Pick out each line of the data below that contains the word "distant". Case matters.

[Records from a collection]
━━━━━━━━━━

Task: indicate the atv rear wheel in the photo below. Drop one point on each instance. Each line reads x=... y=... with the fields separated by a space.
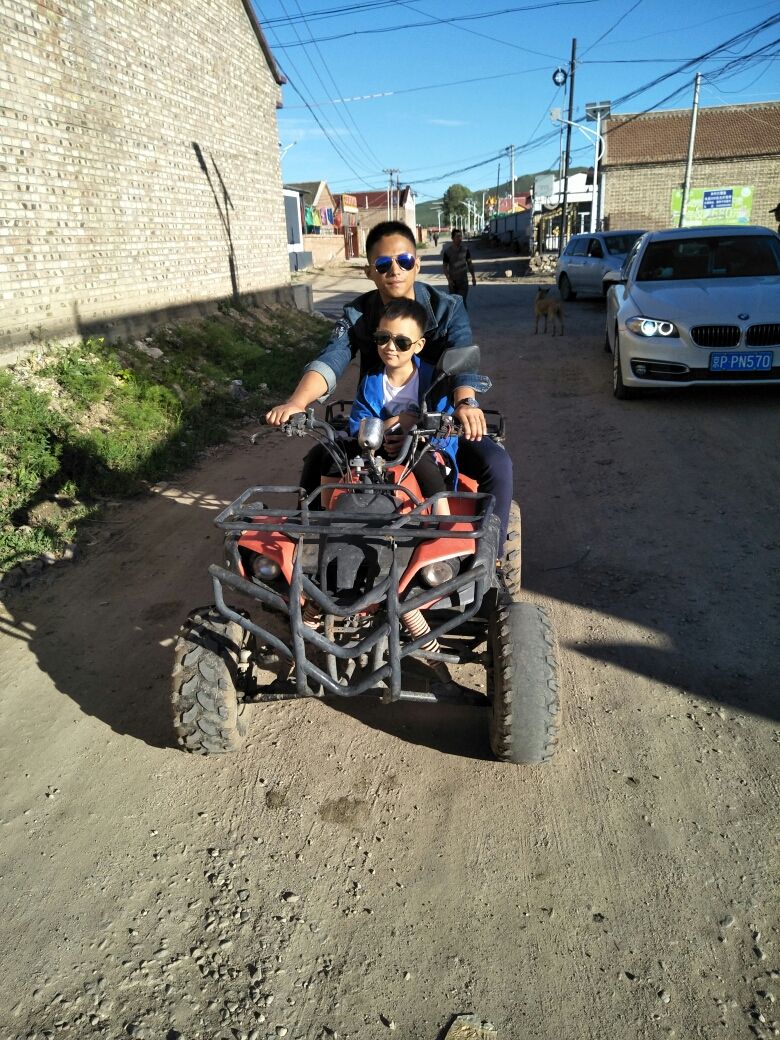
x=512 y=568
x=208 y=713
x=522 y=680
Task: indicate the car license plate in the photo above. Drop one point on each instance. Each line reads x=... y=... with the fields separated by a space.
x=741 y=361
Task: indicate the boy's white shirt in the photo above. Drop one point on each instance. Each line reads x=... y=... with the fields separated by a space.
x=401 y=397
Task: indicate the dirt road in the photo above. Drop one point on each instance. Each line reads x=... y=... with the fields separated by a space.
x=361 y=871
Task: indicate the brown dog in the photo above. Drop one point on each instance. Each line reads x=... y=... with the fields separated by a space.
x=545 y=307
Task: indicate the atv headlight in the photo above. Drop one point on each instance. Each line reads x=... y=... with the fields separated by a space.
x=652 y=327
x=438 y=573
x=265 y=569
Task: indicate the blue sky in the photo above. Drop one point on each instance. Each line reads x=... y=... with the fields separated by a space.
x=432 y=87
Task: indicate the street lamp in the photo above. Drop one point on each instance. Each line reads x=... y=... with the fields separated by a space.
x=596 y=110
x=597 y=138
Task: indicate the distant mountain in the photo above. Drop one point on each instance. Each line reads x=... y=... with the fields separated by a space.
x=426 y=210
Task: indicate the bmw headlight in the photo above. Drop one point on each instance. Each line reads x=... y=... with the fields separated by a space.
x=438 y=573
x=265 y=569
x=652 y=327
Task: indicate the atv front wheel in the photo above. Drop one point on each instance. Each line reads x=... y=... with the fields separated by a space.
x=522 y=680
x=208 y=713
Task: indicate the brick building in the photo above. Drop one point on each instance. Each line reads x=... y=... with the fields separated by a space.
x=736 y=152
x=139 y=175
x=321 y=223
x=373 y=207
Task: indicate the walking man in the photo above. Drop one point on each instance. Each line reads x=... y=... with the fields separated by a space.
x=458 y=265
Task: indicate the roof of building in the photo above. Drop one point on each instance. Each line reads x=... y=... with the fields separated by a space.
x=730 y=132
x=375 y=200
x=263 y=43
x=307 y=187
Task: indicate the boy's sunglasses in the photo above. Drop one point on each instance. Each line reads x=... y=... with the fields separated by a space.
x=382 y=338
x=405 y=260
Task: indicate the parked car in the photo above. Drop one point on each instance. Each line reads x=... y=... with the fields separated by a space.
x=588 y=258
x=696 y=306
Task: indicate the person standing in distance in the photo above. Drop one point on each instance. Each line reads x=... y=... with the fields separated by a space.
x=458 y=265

━━━━━━━━━━

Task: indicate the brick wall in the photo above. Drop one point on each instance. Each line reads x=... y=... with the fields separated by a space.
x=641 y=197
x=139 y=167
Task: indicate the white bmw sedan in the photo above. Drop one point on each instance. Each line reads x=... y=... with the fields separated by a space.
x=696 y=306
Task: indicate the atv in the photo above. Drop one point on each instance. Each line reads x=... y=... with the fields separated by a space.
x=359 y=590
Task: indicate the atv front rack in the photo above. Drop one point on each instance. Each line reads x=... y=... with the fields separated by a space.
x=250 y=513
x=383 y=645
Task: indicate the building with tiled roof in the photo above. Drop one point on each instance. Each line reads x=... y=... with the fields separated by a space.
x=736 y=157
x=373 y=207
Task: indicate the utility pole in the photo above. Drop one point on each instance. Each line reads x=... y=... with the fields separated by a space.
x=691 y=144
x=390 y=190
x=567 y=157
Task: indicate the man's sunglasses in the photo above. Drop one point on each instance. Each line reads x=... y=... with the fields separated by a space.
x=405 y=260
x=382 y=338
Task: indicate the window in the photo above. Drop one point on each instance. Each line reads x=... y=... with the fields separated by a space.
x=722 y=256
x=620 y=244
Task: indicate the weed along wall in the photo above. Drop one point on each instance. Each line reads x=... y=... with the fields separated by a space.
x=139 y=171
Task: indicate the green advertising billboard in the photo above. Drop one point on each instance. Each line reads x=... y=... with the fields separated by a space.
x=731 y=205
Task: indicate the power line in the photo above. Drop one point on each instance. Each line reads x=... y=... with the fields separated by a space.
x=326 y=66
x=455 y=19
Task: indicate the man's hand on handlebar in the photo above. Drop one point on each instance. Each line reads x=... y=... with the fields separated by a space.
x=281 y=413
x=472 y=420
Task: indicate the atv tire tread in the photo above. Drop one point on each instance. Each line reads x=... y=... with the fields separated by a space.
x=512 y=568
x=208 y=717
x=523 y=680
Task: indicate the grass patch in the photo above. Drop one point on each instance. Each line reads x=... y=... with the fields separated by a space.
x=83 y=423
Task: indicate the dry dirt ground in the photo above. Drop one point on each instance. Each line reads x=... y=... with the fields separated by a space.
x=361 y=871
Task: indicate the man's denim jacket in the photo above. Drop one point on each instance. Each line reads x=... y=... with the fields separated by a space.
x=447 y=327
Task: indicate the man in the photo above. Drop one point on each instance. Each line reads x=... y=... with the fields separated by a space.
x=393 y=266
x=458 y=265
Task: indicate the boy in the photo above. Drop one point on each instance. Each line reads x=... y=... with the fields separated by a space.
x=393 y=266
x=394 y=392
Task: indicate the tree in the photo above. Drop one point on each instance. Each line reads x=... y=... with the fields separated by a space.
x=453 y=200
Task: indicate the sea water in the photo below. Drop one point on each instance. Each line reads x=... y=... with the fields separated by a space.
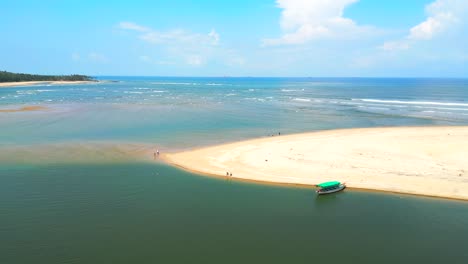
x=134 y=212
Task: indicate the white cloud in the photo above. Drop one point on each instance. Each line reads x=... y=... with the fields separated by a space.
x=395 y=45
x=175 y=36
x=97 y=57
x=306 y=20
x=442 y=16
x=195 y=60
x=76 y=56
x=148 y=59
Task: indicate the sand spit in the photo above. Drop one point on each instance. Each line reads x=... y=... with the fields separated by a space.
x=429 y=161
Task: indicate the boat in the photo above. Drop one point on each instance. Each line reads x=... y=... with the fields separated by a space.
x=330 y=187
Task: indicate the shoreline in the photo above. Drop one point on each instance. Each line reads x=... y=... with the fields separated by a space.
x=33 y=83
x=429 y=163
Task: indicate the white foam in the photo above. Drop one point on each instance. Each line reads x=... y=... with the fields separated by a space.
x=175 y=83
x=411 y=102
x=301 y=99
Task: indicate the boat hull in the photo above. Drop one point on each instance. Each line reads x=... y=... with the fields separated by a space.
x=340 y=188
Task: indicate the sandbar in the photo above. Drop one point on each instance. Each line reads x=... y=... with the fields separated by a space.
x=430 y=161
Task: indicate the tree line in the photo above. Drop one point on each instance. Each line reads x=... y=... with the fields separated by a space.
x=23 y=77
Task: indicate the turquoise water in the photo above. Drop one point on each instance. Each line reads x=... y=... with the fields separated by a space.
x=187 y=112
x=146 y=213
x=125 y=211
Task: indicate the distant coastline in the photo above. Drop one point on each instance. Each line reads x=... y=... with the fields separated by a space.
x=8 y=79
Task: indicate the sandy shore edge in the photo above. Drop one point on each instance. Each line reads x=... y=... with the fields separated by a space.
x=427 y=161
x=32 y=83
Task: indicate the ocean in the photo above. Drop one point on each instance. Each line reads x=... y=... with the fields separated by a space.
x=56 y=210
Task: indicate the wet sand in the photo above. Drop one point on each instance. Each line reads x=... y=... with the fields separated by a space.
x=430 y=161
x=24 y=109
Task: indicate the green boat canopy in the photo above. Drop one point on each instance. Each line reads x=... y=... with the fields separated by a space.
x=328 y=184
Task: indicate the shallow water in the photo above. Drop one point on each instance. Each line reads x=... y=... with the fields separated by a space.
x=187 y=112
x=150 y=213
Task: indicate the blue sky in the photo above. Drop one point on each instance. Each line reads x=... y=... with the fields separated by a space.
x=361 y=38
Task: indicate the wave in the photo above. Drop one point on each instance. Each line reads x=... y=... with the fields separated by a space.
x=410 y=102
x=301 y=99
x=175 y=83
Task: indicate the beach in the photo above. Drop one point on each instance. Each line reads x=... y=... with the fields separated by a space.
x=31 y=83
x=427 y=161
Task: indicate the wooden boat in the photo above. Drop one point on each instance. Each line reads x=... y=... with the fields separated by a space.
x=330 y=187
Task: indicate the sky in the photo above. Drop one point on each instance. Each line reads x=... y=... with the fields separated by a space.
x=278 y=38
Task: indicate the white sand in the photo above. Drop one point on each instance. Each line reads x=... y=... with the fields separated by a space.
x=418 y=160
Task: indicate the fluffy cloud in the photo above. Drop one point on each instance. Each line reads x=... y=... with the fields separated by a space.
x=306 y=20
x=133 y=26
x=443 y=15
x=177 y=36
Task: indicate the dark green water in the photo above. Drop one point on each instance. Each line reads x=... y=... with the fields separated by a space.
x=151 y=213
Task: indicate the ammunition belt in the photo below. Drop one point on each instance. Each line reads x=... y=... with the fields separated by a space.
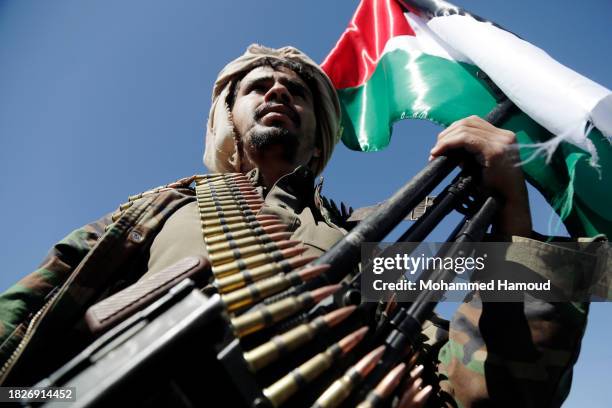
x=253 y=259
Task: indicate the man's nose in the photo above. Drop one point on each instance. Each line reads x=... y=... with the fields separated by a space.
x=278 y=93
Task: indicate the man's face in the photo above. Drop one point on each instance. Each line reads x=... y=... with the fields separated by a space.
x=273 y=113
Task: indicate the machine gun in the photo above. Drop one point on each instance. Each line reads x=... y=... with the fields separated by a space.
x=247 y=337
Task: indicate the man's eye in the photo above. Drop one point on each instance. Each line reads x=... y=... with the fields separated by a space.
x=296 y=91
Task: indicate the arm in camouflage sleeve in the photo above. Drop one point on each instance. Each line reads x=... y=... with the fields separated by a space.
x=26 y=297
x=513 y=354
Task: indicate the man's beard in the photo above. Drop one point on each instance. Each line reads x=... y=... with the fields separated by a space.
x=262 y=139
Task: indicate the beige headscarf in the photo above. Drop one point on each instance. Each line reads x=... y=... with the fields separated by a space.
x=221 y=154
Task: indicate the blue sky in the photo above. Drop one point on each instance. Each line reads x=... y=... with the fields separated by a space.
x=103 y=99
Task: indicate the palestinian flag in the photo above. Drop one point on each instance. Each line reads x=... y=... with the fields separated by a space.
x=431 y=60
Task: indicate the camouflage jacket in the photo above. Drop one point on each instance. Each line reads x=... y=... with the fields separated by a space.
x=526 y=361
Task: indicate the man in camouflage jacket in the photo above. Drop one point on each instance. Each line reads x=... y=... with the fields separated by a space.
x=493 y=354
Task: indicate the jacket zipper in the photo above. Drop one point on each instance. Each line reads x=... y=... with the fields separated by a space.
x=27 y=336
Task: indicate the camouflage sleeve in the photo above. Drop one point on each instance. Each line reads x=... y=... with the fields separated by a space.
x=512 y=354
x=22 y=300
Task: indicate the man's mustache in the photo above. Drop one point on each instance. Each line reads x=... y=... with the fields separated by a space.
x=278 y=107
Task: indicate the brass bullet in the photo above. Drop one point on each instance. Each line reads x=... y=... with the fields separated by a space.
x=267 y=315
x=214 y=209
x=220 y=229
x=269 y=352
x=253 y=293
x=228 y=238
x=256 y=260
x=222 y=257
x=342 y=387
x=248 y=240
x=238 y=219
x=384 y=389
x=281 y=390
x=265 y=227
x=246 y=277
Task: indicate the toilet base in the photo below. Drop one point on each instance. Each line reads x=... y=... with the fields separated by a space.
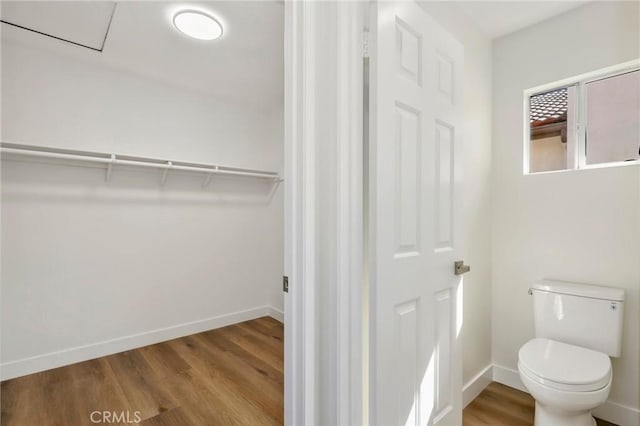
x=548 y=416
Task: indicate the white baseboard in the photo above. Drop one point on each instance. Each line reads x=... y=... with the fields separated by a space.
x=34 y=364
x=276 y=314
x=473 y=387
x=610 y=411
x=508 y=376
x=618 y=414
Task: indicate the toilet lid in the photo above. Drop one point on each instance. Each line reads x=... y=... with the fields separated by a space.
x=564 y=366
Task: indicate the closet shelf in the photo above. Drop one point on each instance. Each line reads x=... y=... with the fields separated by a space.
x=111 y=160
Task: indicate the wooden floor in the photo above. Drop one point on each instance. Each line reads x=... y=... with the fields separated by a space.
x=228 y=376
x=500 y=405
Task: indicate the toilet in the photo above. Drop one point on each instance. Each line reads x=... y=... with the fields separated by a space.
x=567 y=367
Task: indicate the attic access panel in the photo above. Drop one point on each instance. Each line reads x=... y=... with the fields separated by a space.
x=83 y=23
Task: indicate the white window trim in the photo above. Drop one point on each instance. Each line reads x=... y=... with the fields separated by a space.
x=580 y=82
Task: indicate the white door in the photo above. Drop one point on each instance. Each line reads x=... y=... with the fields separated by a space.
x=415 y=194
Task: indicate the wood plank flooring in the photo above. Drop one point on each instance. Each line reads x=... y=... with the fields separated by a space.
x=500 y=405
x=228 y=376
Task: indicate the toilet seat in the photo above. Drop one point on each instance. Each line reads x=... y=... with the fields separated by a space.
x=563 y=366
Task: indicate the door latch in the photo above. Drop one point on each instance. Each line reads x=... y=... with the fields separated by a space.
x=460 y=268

━━━━━━━━━━

- _Task solution_:
Task: indicate the distant mountain in the photo above. Drop one point on each instance. Each line reads x=... y=... with the fields separated by a space.
Task: indicate the distant coastline in the photo above. Drop one point on each instance. Each line reads x=... y=... with the fields separated by a space.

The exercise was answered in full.